» Data rows
━━━━━━
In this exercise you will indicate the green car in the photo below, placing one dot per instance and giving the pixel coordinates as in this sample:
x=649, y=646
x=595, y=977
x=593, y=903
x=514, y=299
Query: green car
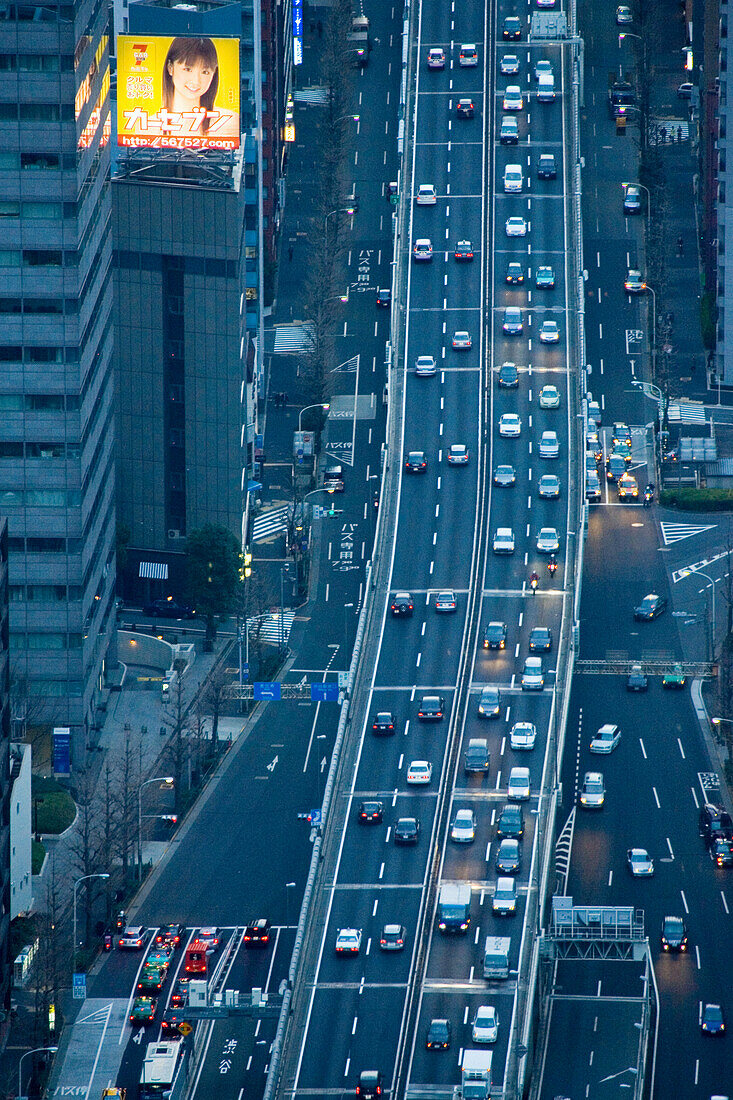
x=143, y=1011
x=152, y=978
x=160, y=956
x=675, y=678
━━━━━━
» Problem requirements
Rewrite the item above, substituting "red truck" for "green car" wherever it occurs and keeping every other line unchanged. Leave the picture out.

» The solution
In this exercise you will indicate the red truck in the photo below, placing one dot per instance and giving the pixel coordinates as in this sample:
x=649, y=646
x=595, y=977
x=593, y=903
x=514, y=299
Query: red truck
x=143, y=1011
x=152, y=978
x=160, y=956
x=675, y=678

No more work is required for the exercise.